Items from a data source:
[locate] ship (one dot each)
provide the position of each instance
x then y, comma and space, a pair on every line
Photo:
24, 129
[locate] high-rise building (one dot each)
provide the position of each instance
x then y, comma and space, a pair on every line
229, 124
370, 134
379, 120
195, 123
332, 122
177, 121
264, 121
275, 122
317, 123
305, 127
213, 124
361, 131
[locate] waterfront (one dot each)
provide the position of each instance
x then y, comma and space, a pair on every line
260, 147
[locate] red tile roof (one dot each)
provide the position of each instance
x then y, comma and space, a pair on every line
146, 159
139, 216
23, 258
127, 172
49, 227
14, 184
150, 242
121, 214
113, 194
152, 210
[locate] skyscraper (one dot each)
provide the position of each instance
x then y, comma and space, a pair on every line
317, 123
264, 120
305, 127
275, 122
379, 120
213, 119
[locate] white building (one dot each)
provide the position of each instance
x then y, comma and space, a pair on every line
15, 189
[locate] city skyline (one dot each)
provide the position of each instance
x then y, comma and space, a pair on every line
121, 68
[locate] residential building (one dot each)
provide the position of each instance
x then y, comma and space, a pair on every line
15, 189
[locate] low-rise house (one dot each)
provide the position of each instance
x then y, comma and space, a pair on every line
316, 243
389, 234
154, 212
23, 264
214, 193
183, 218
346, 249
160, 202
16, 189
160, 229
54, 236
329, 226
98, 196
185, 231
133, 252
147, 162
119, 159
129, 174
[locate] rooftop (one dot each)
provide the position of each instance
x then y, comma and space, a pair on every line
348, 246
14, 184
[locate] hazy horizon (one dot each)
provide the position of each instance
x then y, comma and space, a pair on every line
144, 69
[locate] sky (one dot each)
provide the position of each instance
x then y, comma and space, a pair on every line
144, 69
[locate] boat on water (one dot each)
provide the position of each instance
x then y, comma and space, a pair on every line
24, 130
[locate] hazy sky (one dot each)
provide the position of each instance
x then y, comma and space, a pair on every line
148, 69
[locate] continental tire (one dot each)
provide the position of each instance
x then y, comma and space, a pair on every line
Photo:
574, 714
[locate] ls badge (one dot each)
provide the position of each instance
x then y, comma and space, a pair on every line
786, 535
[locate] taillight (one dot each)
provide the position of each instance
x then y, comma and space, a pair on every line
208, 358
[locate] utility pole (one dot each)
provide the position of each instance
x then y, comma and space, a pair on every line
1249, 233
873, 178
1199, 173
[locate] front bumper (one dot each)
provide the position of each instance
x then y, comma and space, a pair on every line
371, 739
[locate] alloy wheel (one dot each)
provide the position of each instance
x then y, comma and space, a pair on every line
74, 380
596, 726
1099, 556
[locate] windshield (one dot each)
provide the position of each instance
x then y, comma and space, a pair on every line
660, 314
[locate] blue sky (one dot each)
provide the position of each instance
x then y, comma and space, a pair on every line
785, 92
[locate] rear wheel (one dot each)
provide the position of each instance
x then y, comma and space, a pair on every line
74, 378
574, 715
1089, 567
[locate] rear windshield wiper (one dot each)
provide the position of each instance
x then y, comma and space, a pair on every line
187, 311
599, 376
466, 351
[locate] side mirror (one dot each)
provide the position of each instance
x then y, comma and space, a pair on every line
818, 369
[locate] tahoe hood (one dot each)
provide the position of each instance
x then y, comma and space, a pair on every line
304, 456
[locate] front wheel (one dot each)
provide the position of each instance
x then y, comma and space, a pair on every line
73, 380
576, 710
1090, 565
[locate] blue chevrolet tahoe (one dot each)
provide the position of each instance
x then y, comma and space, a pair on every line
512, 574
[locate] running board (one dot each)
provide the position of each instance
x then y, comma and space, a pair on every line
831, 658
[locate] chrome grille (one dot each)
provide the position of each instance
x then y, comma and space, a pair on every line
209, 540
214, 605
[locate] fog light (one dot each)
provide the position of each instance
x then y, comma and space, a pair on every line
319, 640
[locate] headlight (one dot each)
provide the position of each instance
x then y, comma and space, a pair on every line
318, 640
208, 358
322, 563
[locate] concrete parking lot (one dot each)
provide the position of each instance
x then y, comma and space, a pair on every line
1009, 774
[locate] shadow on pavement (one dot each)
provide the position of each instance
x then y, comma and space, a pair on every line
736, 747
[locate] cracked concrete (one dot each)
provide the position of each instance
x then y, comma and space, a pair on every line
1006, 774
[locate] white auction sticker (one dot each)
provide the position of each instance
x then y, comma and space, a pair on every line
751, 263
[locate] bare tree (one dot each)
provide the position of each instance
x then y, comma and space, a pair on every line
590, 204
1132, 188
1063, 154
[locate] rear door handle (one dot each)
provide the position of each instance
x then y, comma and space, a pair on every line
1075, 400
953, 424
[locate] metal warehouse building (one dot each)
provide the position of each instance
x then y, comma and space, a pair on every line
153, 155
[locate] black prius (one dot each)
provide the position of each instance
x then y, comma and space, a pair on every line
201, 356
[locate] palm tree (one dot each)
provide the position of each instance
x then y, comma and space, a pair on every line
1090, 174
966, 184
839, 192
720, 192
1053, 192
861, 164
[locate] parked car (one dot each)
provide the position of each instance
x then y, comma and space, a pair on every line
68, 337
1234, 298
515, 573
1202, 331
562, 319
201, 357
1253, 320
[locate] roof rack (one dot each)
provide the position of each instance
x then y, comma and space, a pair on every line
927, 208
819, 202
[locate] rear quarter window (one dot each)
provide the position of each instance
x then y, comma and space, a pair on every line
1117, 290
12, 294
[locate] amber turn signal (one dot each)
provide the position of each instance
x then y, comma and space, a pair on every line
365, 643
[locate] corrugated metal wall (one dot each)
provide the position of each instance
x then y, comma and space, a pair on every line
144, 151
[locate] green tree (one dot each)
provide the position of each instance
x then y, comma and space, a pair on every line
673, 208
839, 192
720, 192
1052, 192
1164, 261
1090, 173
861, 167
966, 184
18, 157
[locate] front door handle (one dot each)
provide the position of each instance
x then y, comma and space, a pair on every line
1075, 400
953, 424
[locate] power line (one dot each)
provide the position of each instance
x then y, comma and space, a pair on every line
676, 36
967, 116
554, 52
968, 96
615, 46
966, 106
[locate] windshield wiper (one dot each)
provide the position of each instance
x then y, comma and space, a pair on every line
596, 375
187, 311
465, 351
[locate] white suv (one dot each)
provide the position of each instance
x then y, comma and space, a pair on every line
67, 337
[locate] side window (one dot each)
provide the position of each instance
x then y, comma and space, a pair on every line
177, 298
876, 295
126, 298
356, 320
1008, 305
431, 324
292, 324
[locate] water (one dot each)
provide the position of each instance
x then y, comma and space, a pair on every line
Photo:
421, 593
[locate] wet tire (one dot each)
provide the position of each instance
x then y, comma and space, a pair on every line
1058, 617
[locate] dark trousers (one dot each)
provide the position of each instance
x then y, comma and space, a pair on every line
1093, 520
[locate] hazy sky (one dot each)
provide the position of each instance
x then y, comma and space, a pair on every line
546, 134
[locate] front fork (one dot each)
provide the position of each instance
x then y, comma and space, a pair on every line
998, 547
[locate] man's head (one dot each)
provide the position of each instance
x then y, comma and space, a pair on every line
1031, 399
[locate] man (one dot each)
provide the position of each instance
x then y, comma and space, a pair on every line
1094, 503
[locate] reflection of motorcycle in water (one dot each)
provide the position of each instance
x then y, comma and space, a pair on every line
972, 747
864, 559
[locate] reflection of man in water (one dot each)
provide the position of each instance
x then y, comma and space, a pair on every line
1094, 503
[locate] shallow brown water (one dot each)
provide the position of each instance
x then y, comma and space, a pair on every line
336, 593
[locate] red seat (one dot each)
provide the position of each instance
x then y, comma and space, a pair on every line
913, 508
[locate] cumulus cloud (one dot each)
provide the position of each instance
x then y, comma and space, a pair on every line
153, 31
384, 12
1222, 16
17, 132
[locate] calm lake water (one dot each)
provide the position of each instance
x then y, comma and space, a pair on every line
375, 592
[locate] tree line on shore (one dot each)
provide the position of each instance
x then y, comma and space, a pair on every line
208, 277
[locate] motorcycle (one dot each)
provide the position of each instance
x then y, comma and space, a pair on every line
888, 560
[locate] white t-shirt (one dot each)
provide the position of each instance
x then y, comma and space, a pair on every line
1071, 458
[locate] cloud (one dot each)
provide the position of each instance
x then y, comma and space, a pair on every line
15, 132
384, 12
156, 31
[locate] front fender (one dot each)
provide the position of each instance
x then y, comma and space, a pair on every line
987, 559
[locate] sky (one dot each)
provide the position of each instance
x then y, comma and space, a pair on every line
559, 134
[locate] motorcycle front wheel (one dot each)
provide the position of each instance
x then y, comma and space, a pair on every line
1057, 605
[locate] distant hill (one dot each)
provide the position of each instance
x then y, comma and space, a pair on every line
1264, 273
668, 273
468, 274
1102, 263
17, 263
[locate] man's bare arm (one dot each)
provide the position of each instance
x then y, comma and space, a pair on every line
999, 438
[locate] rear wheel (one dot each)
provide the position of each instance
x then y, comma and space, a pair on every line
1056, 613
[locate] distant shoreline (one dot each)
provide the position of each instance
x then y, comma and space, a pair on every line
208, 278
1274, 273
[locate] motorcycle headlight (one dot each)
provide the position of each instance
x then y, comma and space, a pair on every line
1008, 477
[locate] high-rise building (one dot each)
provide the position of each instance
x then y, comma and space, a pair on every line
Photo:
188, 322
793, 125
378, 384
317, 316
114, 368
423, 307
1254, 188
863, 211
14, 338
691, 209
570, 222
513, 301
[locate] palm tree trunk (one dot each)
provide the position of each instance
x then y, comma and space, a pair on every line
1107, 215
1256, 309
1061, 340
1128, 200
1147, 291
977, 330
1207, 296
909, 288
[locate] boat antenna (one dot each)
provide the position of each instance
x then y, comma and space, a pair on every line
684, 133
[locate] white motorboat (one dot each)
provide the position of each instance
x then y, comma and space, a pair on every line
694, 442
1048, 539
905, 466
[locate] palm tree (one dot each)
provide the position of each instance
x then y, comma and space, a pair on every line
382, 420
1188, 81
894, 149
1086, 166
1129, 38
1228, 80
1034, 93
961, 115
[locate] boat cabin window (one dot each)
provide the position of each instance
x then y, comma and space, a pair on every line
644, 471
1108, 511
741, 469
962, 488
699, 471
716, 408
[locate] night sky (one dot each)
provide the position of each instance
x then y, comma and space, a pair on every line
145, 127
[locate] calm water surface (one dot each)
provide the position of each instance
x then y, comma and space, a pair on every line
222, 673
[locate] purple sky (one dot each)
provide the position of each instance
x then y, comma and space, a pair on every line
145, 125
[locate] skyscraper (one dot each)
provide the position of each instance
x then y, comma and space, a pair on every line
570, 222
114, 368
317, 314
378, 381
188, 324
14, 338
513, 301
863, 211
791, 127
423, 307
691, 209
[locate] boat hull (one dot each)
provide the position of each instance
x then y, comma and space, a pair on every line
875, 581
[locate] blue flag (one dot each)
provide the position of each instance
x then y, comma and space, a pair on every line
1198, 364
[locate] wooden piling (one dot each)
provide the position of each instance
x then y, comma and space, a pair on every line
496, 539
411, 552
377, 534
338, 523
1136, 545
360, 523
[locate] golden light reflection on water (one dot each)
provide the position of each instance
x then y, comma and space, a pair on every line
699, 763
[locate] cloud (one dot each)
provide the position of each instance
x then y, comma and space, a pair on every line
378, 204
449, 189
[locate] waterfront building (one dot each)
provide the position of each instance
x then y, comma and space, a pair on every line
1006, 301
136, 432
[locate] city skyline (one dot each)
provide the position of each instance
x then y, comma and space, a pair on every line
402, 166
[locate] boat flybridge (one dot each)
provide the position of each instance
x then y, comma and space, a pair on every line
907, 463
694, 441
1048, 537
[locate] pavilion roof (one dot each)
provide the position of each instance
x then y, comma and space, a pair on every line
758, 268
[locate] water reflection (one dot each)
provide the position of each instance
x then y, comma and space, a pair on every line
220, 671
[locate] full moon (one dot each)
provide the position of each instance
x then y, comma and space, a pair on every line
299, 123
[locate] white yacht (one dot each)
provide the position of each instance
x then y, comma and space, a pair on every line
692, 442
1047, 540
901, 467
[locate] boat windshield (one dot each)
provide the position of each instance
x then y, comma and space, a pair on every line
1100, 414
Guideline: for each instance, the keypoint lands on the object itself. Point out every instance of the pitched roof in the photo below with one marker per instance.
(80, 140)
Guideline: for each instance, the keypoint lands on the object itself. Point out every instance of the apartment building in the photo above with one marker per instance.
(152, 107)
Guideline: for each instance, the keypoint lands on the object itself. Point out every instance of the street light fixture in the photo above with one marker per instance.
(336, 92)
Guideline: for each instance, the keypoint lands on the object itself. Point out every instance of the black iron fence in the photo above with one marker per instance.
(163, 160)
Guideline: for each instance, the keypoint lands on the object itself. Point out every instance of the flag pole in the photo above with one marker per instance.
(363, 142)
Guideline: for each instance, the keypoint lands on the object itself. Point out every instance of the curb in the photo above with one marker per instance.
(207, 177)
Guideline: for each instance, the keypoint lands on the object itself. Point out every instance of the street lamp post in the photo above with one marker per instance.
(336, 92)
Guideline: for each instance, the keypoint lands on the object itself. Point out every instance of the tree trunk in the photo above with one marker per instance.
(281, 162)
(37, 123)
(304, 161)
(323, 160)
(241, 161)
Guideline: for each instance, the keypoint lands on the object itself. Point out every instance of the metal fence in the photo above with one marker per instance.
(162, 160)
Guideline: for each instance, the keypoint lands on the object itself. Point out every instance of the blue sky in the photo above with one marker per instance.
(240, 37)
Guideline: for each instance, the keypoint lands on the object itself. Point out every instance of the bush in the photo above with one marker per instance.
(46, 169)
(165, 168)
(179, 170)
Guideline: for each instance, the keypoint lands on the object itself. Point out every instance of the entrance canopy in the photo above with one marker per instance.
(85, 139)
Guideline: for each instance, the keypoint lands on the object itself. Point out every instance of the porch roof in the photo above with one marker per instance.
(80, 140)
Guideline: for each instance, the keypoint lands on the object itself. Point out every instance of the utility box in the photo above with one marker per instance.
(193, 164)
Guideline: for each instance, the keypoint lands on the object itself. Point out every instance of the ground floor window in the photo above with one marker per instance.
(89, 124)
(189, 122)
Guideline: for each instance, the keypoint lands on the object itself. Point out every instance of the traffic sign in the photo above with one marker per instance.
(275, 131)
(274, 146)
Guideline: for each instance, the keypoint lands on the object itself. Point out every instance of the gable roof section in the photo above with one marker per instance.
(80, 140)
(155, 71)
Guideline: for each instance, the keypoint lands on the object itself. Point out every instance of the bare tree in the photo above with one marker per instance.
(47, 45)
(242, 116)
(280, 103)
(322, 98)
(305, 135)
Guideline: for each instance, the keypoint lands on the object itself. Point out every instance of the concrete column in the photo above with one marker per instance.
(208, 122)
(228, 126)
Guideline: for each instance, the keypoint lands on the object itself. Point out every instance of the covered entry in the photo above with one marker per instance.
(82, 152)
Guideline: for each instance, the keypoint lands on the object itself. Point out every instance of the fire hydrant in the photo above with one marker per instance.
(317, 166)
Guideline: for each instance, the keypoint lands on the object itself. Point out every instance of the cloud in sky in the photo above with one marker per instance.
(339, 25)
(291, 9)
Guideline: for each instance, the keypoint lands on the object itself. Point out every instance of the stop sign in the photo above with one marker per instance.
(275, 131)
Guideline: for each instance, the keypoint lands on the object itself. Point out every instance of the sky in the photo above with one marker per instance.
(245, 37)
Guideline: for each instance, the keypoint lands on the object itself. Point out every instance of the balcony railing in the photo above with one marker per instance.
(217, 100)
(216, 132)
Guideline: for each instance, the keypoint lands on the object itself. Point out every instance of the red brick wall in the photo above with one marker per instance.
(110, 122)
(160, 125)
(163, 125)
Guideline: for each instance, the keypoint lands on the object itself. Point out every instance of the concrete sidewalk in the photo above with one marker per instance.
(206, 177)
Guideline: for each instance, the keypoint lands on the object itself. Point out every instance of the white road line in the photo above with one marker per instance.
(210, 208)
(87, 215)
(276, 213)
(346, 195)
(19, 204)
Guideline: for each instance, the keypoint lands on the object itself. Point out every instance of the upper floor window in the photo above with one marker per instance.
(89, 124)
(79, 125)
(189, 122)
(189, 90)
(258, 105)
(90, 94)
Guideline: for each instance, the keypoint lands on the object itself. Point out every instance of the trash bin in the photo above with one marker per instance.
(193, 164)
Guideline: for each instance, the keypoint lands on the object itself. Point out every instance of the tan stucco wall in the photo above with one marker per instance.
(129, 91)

[Exercise]
In the records above, find the lines containing "headlight" and copy them.

[Written reply]
[locate] headlight (one dot each)
[locate] motorcycle headlight (one dot each)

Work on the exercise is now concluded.